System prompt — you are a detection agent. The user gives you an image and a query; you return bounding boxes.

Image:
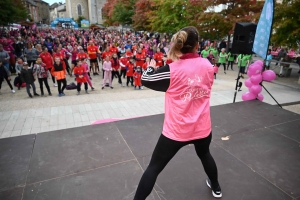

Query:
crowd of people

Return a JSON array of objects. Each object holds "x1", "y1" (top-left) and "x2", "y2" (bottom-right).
[{"x1": 3, "y1": 26, "x2": 296, "y2": 98}]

__________________________________________________

WORK ORDER: Produce a verbatim copy of the listing, leaving out all pictures.

TASK SOLUTION:
System prompt — you are a detection agent. The user gives you an image and a query; you return bounding boxes.

Image:

Query:
crowd of people

Return a JSON array of objects. Each object holds "x1", "y1" (top-left) and "x2", "y2" (bottom-right).
[{"x1": 3, "y1": 26, "x2": 296, "y2": 98}]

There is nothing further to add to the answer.